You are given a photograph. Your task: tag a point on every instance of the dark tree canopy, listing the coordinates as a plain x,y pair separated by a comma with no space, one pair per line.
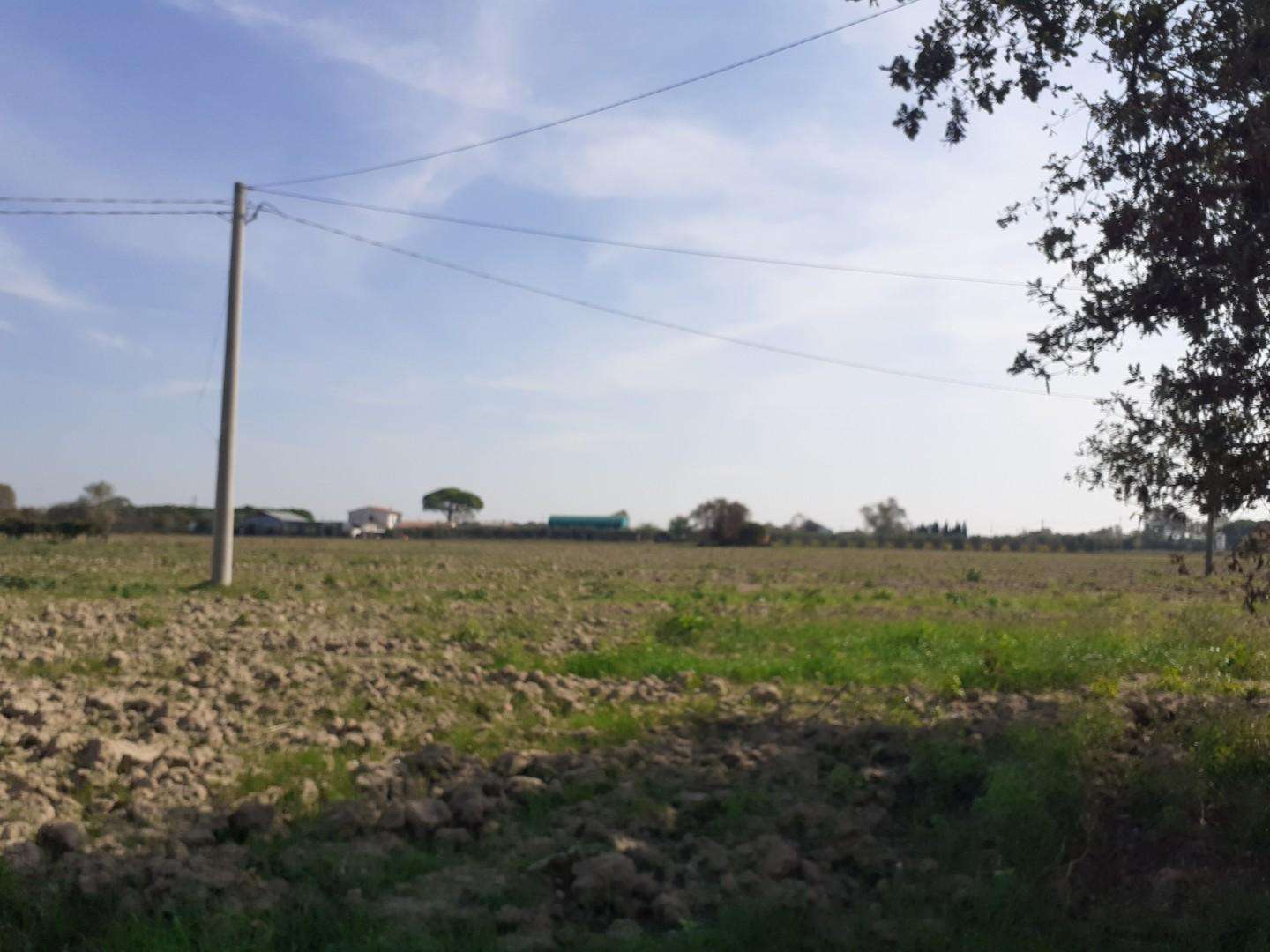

* * *

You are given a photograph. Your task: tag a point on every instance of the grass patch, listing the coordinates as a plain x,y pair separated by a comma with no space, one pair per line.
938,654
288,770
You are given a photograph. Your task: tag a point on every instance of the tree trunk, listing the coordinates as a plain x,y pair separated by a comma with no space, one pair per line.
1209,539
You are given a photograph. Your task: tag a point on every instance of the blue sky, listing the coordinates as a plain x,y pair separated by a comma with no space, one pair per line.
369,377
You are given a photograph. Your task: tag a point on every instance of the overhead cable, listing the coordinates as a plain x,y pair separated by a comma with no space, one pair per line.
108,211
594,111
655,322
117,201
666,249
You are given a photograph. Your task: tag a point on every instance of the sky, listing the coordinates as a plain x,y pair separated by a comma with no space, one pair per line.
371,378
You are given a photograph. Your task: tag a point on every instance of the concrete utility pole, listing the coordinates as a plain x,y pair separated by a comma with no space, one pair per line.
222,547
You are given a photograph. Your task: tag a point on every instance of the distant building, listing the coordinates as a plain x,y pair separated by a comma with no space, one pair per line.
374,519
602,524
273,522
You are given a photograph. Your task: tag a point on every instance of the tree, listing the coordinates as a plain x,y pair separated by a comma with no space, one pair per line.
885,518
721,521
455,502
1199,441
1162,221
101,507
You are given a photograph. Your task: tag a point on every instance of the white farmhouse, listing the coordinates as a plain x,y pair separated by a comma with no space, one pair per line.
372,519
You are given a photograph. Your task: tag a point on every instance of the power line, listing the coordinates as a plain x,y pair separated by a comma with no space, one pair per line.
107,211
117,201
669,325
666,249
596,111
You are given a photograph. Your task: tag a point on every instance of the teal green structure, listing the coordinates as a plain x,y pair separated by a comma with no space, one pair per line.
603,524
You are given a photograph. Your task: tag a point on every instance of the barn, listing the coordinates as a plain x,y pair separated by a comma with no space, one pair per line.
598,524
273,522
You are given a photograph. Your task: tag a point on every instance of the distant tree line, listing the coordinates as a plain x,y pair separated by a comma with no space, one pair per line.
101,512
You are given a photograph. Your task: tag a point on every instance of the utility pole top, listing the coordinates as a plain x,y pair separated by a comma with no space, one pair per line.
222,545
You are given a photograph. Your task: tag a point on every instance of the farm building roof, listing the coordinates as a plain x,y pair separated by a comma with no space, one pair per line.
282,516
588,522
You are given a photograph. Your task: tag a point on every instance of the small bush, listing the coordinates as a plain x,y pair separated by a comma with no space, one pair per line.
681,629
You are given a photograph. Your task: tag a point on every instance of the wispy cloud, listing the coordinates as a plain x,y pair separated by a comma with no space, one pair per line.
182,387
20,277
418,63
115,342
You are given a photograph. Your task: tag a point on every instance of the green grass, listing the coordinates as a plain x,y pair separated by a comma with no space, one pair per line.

...

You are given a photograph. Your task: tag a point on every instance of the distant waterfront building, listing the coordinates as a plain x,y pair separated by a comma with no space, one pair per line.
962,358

■ **Stated problem**
Render everything in the data from the line containing "of the small" down to the line containing "of the green", both ends included, as a Markdown table with the columns Row and Data line. Number each line, and leave out blank lines.

■ **Answer to this task**
| Row | Data line |
|---|---|
| 1 | You are given a photograph. Your task: tag a point on every instance of the small bush, listing the coordinates as a plain x,y pair separated by a comma with no space, one pair per line. |
| 2 | 681,629 |
| 3 | You are given a photograph. Your task: tag a point on every instance of the wispy cloud, listing the coordinates as a plain x,y pair separated by a comma with no space, one pair per line. |
| 4 | 182,387 |
| 5 | 20,277 |
| 6 | 418,63 |
| 7 | 115,342 |
| 8 | You are given a photograph. Your task: tag a point on every instance of the green grass, listing the coordinates as a plain x,y pair separated by a comma with no space, one pair per line. |